Aim: Decide whether each statement agrees with the post on A Little Princess, answering yes or no and quoting the deciding words: (a) Sara's father is a British officer in India. (b) Miss Minchin likes Sara from the start. (c) Sara's father dies after losing everything in bad investments.

>> BEGIN Selection

Monday, October 21, 2013

A Little Princess

Computer is still down, folks, so I'm updating as often as I can!

My recent foray into Victorian England has reminded me of a childhood favorite of mine.  As I am still working on The Adventures of Sherlock Holmes, I thought I would stop off at on memory lane and remember that lovely classic by Frances Hodgson Burnett, A Little Princess.

Princesses are taking a beating today.  There's an entire culture of mothers that are rioting against the idea of "making our daughters into princess."  I think it's a reaction to the commercialization of the Disney Princesses, making the idea of a princess the one of voluptuous beauty waiting for their prince to come.  Being a "princess" has come to mean that you have to look a certain way and have your life center around whatever guy you happen to be waiting for.  It has become commercialized into something pretty superficial.

There is more, however, to the idea of being a princess. 

A Little Princess is the story of little Sara Crewe who has lived her whole small life as a privileged daughter of the very wealthy Captain Crewe, a well-to-do British officer in India.  In due time, as many children of her age and station were in the Victorian era, she was taken to London and enrolled in a girls' boarding school.  The headmistress of the school, Miss Minchin, does not like Sara from the start because she can sense all the grace and beauty of heart in Sara that she herself never had.  However, Sara's papa is crazy rich and spoils both Sara and the school with gifts and monetary support, so she puts on a good face where her star pupil is concerned.  Sara quickly becomes a quiet leader in the school and a hero among the younger students, spinning stories, helping others in their schoolwork, and defending the outcasts and helpless, even down to the scullery maid, Becky.  However, tragedy befalls little Sara as her papa finds himself involved in some bad investments, loses everything he has, and then dies, leaving Sara a pauper on Miss Minchin's hands.  Miss Minchin responds by turning Sara into a scullery maid herself and treating her cruelly.  Through it all, Sara remains regal in her own way, bearing her burdens with a dignity that comes from way down inside of her and proving that real royalty has nothing to do with birthright or circumstances.  Being Princess Sara means that she looks out for others, finds joy in the midst of despair, and treats her enemies with a respect they do not deserve.  In the end, the story ends like a fairy-tale, and everything comes out just as it should, with surprise delights along the way.  Through it all, ups and downs, Sara remains as she always has - a little princess.

>> END Selection
>> BEGIN Dataset records

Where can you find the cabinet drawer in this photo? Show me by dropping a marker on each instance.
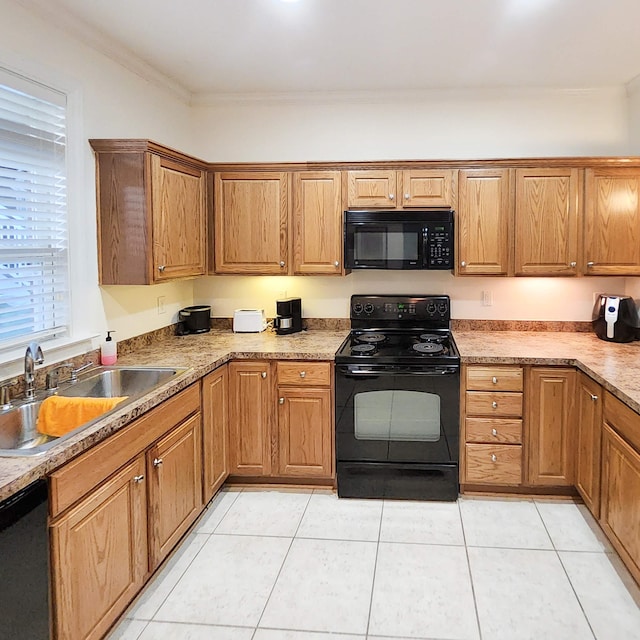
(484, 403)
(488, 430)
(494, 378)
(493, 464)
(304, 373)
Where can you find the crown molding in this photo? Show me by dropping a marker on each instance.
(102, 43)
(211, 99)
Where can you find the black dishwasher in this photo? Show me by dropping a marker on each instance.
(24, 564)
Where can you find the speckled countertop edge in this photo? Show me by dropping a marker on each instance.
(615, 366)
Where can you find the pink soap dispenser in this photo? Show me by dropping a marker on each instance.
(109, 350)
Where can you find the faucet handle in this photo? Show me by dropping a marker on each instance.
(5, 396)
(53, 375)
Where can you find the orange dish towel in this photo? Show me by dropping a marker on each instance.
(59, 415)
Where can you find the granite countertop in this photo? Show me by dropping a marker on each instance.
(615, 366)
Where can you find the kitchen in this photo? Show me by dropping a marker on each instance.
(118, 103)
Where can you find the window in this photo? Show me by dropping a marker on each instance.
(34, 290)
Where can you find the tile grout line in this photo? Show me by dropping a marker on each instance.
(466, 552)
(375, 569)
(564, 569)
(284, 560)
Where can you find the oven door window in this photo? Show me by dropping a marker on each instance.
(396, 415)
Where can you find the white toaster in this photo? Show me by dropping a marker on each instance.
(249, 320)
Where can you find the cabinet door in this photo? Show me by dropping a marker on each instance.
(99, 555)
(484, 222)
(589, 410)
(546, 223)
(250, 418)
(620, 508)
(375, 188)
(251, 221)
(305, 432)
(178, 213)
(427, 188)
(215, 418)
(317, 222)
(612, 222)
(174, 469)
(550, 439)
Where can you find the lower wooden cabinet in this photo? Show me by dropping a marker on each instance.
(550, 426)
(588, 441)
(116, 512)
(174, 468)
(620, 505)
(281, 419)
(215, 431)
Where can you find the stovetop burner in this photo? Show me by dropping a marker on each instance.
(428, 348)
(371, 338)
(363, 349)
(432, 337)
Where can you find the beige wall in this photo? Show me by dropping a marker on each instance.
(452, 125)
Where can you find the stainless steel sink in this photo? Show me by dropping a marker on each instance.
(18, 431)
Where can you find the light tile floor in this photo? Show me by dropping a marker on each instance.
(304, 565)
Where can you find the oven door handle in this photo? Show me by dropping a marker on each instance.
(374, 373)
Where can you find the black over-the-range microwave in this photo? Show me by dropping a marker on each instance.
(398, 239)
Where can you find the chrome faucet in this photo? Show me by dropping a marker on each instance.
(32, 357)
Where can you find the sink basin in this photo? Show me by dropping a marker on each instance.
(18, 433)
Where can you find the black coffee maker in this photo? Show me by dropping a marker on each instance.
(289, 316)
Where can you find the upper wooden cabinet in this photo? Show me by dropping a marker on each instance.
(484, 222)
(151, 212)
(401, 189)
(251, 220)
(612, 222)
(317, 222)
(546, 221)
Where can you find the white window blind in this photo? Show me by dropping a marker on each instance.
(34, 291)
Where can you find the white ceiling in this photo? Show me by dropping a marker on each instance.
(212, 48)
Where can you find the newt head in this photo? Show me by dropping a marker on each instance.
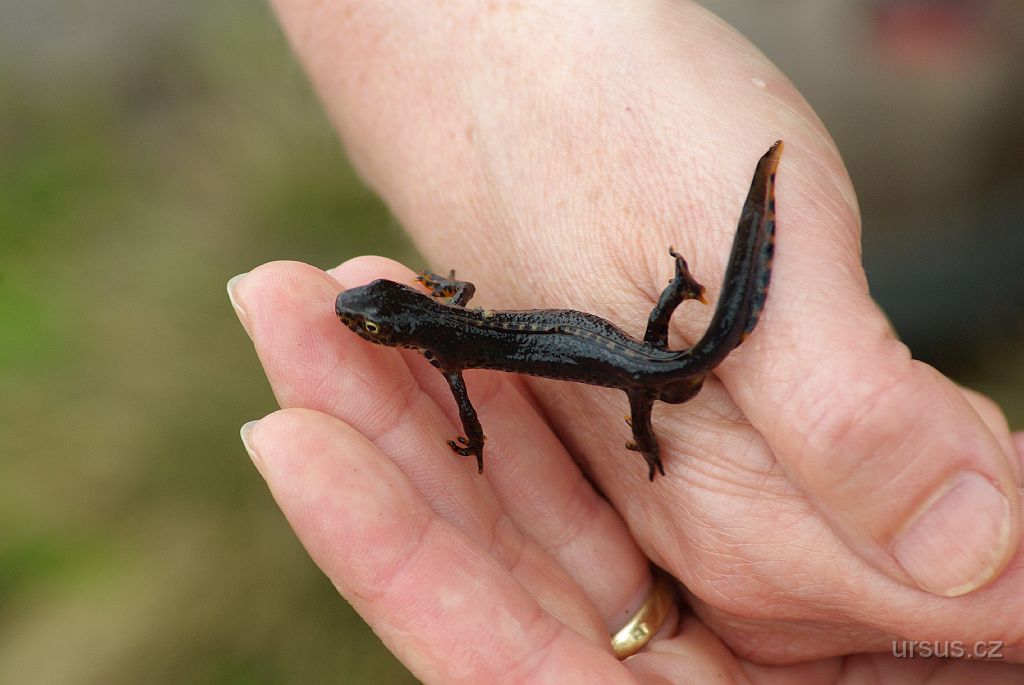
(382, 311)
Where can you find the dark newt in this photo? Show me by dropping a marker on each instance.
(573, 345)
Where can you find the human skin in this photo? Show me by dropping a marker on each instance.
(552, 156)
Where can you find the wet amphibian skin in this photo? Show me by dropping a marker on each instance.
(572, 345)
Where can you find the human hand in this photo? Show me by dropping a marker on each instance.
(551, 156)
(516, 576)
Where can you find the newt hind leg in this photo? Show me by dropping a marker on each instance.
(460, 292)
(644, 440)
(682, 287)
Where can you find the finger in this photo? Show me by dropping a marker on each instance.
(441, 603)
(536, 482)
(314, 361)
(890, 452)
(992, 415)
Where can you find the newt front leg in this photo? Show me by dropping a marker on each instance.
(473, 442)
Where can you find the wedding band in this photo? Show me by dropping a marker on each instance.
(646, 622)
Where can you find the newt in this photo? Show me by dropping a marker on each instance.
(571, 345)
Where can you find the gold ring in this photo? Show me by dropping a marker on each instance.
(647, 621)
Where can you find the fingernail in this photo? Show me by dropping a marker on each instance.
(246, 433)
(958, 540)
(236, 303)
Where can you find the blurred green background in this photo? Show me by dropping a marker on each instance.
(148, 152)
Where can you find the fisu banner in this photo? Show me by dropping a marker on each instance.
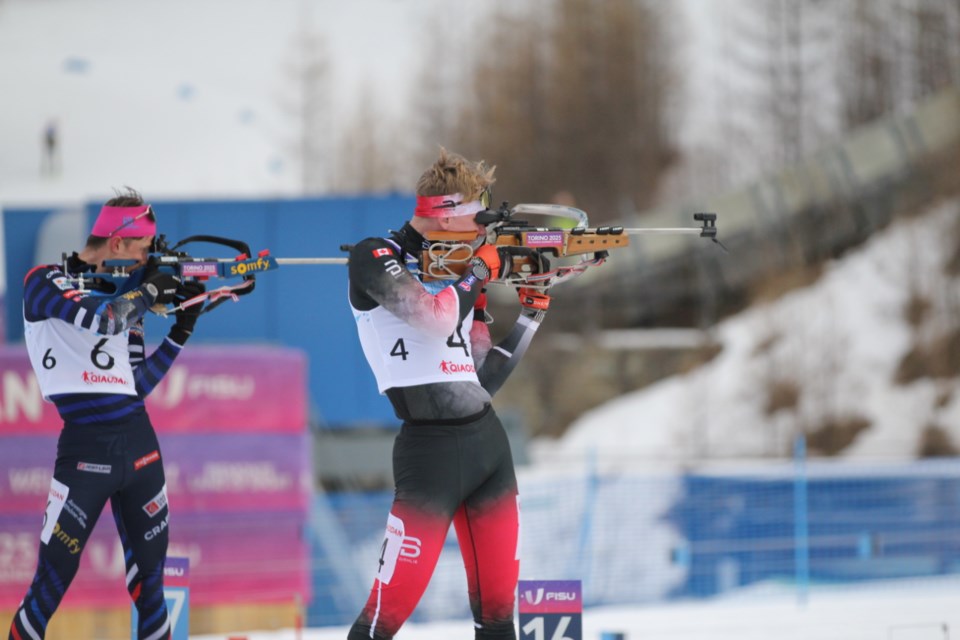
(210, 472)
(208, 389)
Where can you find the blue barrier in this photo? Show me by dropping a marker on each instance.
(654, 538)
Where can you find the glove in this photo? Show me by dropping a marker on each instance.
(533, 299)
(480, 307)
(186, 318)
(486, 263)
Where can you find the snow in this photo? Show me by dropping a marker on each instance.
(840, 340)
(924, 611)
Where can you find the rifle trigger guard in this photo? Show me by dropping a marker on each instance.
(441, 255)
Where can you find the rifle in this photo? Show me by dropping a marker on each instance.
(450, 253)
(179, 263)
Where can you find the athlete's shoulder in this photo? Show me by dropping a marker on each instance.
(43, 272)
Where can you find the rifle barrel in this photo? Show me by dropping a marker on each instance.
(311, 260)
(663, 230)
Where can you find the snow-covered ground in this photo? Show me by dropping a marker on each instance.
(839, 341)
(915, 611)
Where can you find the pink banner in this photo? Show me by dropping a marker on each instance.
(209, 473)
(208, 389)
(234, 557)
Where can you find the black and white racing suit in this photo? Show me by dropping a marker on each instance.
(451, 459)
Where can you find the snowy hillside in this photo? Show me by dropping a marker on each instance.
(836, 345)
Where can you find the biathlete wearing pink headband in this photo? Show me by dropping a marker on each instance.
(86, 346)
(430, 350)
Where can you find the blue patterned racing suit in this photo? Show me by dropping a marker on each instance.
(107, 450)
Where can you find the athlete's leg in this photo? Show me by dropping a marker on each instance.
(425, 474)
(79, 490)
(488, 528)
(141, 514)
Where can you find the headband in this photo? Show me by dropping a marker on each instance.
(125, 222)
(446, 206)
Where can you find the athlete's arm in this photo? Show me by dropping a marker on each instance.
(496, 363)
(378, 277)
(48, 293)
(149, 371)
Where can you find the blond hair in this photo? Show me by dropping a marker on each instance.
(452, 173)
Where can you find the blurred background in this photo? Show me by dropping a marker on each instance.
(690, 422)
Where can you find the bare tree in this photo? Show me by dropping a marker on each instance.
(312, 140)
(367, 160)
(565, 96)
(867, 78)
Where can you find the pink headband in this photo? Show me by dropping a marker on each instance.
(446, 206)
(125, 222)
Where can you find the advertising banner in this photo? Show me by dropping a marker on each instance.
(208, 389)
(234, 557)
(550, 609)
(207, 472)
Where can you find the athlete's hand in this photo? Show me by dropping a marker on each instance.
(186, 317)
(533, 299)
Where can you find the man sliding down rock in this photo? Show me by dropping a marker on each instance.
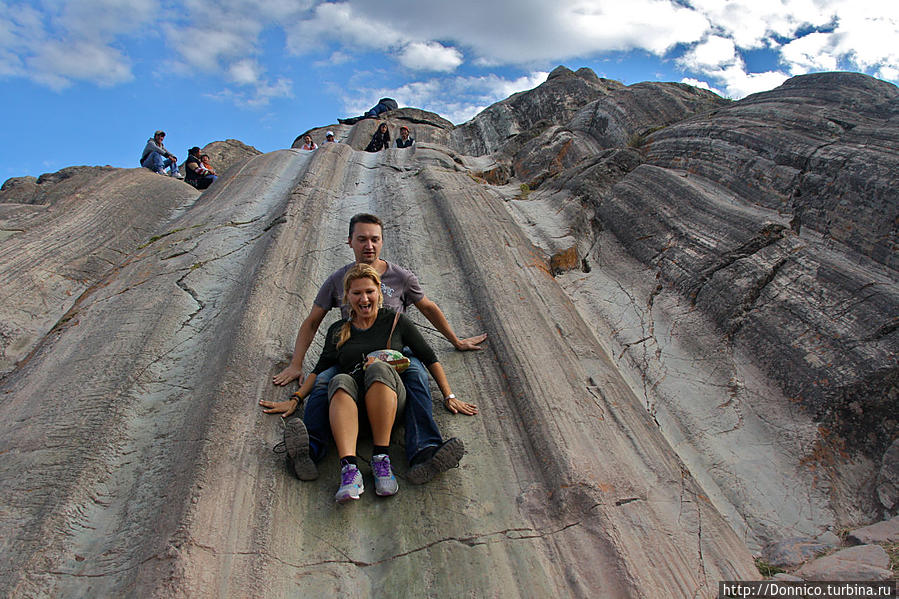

>> END Dataset records

Output of the task:
(a) Yes: "a well-to-do British officer in India"
(b) No: "does not like Sara from the start"
(c) Yes: "involved in some bad investments, loses everything he has, and then dies"